Exercises:
A. From the marriage blog page, list the words it says were most often searched on Google to bring visitors to the site.
B. Answer these questions from the marriage blog page, one per line:
(i) What was the title of the most frequently visited post on the site?
(ii) What reply did the husband give when asked why so many wives were unhappy?
(iii) How many comments does the page show?

Excerpt:
Unfortunately, I know more unhappy wives than I do happy wives. I asked hubby why he thought so many wives were unhappy and his reply was, "Somebody isn't doing their job."
I did a little research and noticed the most frequent post visited on this site was titled Neglected Husbands. I continued my research and noticed the most googled words to bring visitors to this site were - unhappily married, neglected husband, spouse neglect - Hmmm...dare I try to come to a conclusion?
Hubby and I talked a little more about this and there is a very simple concept we came up with that has helped our marriage. You scratch my back and I'll scratch yours. Sounds crazy, but it's true.
The more we are loved, the more we reciprocate love. The more you sacrifice for me, the more I'll sacrifice for you. If you scratch my back, I'll scratch yours.
Everyone wants to be loved and admired and this is the problem - we WAIT to be loved and admired instead of INITIATING love and admiration.
It's an easy concept when the spouse is easy to love, but if you're married to a stick in the mud grump doing his or her own thing and ignoring the heck out of you and maybe even disrespecting you, showing love requires major effort - almost an out of body experience.
I hate to bring sex into the picture, but it sure is a driving force in marriage. If sex isn't happening, the marriage isn't happening and guaranteed to suffer in some form or fashion.
However intimacy is defined in your marriage - have it - lots of it. Remember....sex is a man's medicine and he'll die without it. Yeah, I said it.
6 comments:
I love coming here! YOU KNOW I'M SINGLE.. and not lovin' it all that much any more. I'm learning so much from you. AND!! I have a brand new beau. Lord! It's been a long time coming! AND he thinks I'm hot. Yeah, well.. LOL
He's marriage minded, too. And honest about it. Soo... you know I'll be back. And ya'll just keep keeping it real right here. So I'll know not only how to get my back scratched.. but so I can learn how to properly scratch, and tickle, and blow on.. his back... and and .. ummm well, you get the idea!
I love you!! Give hubby a hug from me. He's a great teacher, too!
And you know my blog posts are likely to change, right? :o)
May be a "sticky" topic for some but sex is definitely a very important part of a happy marriage. There really isn't anything like it when you are in a loving committed relationship with your spouse and you can share each other. Many women fail to see that their marriage could be so much more if they would be a little more giving in this area. I believe that a man would do almost anything for you if he feels loved, desired, respected and wanted!!!!

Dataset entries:

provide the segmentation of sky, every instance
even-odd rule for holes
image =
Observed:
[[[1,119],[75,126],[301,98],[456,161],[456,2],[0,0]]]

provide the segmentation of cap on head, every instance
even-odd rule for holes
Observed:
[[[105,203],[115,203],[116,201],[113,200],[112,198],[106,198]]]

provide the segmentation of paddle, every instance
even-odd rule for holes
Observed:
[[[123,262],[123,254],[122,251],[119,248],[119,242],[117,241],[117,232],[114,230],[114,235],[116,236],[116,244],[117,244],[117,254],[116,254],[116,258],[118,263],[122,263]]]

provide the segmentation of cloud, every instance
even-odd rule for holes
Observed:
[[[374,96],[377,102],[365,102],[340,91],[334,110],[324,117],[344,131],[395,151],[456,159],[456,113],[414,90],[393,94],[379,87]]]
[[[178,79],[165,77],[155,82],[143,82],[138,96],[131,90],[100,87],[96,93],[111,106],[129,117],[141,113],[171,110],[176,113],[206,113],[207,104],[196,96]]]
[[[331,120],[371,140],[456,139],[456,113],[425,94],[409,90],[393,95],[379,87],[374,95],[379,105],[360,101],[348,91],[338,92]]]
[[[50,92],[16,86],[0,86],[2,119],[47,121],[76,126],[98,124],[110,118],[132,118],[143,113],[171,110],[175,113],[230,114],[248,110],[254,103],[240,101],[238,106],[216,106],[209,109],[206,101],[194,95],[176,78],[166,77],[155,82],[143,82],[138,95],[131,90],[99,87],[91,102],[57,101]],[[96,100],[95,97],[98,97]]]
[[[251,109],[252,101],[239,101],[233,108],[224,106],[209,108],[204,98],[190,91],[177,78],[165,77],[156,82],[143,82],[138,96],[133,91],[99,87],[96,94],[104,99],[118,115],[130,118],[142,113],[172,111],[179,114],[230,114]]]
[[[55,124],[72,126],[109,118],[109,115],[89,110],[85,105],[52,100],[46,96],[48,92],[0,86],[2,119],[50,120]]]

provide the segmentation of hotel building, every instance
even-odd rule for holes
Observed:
==
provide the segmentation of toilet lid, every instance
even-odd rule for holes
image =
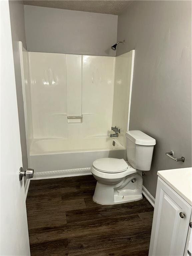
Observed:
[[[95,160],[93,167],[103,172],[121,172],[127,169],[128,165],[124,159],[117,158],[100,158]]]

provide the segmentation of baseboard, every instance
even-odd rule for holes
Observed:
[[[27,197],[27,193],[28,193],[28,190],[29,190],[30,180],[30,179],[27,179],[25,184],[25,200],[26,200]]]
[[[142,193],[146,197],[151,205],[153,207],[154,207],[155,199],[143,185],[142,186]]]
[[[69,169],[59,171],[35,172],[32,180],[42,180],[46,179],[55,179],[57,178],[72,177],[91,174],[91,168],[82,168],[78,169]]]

Answers by task:
A.
unhappily married
neglected husband
spouse neglect

B.
(i) Neglected Husbands
(ii) "Somebody isn't doing their job."
(iii) 6